- _The task_
Please retype the entries that follow exactly as they are, leaving the images behind.

- _Provided information_
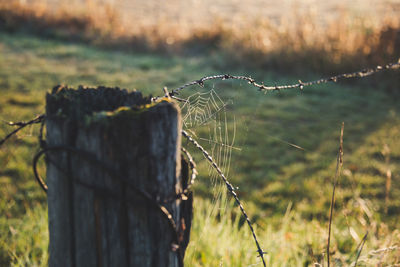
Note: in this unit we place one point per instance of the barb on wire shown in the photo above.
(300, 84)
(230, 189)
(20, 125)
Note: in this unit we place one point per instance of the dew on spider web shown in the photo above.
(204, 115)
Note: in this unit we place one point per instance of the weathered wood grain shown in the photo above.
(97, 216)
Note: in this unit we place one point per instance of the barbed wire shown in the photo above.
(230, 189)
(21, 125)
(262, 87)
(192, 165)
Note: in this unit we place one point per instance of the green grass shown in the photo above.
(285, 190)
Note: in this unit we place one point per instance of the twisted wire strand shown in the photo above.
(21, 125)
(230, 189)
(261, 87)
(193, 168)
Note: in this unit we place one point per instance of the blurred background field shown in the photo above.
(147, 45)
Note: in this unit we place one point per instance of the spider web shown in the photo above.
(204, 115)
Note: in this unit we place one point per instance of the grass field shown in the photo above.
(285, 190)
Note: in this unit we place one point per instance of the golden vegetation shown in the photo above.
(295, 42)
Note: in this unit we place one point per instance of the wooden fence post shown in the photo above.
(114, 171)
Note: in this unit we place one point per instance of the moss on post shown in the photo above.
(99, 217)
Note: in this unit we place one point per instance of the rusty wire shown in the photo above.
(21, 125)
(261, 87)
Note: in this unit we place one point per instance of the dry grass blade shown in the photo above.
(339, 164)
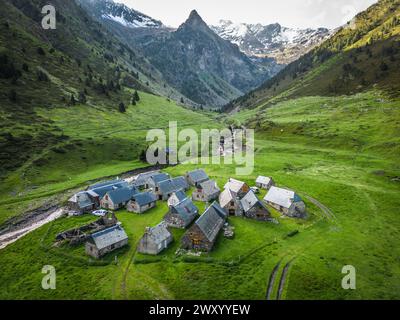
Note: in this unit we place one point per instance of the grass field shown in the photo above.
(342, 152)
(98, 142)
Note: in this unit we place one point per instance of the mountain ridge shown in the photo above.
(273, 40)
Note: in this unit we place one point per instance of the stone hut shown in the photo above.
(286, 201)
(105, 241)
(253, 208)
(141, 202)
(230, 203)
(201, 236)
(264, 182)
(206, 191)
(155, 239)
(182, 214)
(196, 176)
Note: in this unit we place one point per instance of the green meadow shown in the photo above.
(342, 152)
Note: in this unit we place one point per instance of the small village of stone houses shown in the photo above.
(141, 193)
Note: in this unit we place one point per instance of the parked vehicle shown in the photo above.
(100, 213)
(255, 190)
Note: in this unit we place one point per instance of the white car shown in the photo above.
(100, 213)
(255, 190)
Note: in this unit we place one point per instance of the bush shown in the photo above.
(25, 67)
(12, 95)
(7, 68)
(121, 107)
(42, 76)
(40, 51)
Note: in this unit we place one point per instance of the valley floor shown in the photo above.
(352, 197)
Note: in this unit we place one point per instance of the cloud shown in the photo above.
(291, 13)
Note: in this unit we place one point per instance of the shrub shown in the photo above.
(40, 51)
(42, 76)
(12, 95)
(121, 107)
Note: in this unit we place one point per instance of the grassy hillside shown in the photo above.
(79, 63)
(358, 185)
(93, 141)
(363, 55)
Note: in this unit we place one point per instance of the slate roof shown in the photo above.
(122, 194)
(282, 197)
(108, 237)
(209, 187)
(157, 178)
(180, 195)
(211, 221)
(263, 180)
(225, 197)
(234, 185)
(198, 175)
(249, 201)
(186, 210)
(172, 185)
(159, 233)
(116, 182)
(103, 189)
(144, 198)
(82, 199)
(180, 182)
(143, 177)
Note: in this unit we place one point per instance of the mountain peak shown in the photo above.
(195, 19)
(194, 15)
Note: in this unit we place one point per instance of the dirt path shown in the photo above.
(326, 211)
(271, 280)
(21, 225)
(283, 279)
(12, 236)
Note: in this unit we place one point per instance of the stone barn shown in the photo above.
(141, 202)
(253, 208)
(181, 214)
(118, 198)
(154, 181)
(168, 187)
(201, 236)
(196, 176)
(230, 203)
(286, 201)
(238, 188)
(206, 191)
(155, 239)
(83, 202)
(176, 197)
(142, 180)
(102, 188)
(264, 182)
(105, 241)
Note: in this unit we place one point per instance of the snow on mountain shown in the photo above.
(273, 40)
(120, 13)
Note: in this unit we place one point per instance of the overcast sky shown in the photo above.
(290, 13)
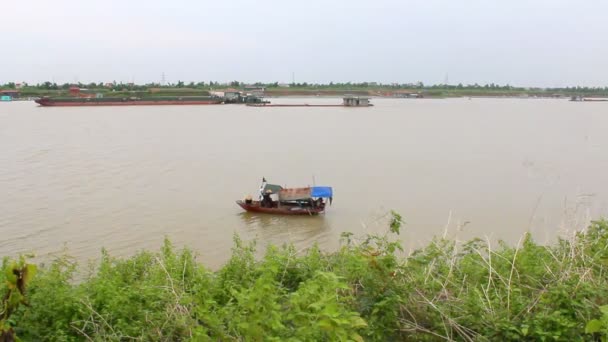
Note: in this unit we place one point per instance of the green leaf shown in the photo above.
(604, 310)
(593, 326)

- _Response below_
Note: in this unit we place one point per instance of the barb on wire shown in the photo above.
(300, 84)
(230, 189)
(20, 125)
Note: in this unit we place one point per instance of the dew on spider web shown in the photo above.
(204, 115)
Note: in this unit we place one point per instance of the weathered wood grain shown in the photo above.
(97, 216)
Note: in this unit we place one point per instance of the barbed wire shown in the photo above.
(230, 189)
(21, 125)
(262, 87)
(192, 165)
Note: in this unit we place one point per instance of the green grass shown in the photo above.
(285, 190)
Note: in this unit we place one point per instance of the twisted wire strand shown in the photo above.
(21, 125)
(230, 189)
(261, 87)
(193, 168)
Note: in this unit we place one point per instance of the blurred background field shown in the photo above.
(147, 45)
Note: in this unit we place one point per instance of the spider web shown in the photo above.
(204, 115)
Note: in this unit we place one point per instance of the grass field shown in the photo above.
(285, 190)
Note: in this unit we place one point per instance of the golden vegetation shown in the photo above.
(295, 42)
Note: in this unit we place one point per instance of the wooden fence post shown in the photo above.
(114, 171)
Note: in this unit we place one point per instance of the moss on post shown in the photo above.
(99, 217)
Note: in this unit we place one point per instance of the rusty wire shown in the photo above.
(21, 125)
(261, 87)
Note: in this unit we place one point per instance of the dry grass blade shown in the photo above.
(339, 164)
Note: in this unit we place one point per instance of the grass field shown in the photo above.
(342, 152)
(98, 142)
Note: in this unit we place one point per instance of the mountain ridge shown in the photo above.
(273, 40)
Note: in this unit we place one point per instance of the stone hut shown in the photo above.
(286, 201)
(105, 241)
(253, 208)
(141, 202)
(230, 203)
(201, 236)
(264, 182)
(206, 191)
(155, 239)
(182, 214)
(196, 176)
Note: in this unit we place one point per instance of the green meadow shown in the photo above.
(342, 152)
Note: in this unit we place one point per instance of the small village of stone houses shown in the photo above.
(141, 193)
Note: in this unit we place one point per instance of the parked vehicle shown in the photo above.
(100, 213)
(255, 190)
Note: in this unit we place one point per instance of the white car shown in the photo above.
(100, 213)
(255, 190)
Note: in this unit we place one point per instance of the bush shown in the photo above.
(25, 67)
(12, 95)
(7, 68)
(121, 107)
(42, 76)
(40, 51)
Note: in this unit we place one point per instance of the valley floor shown in the photo above.
(352, 197)
Note: in this unit we place one point per instance of the cloud shown in the photo above.
(291, 13)
Note: in this unit we place one point per instance of the shrub shown in the photo above.
(40, 51)
(42, 76)
(12, 95)
(121, 107)
Note: in this unit we place one point per instance of the grassy hillside shown in the photo above.
(79, 63)
(358, 185)
(93, 141)
(363, 55)
Note: in this unit we place one point per instance of the slate roof shown in the photo above.
(122, 194)
(282, 197)
(108, 237)
(209, 187)
(157, 178)
(180, 195)
(211, 221)
(263, 180)
(225, 197)
(234, 185)
(198, 175)
(249, 201)
(186, 210)
(172, 185)
(159, 233)
(116, 182)
(103, 189)
(144, 198)
(82, 199)
(180, 182)
(143, 177)
Note: in this unit we place one point per instance of the mountain peak shown in the photo above.
(195, 19)
(194, 15)
Note: in this unit we place one point per instance of the dirt path shown in the photo above.
(326, 211)
(271, 280)
(21, 225)
(283, 279)
(12, 236)
Note: in this unit we place one point per instance of the stone barn shown in the photo above.
(141, 202)
(253, 208)
(181, 214)
(118, 198)
(154, 181)
(168, 187)
(201, 236)
(196, 176)
(230, 203)
(286, 201)
(238, 188)
(206, 191)
(155, 239)
(83, 202)
(176, 197)
(142, 180)
(102, 188)
(264, 182)
(105, 241)
Note: in this unit we place one point per instance of the snow on mountain shown in the photo above.
(273, 40)
(120, 13)
Note: in this unit we place one point per instance of the overcast sky shown in the photo above.
(290, 13)
Note: in this unit we place one point per instance of the green leaf shown in the photo above.
(604, 310)
(593, 326)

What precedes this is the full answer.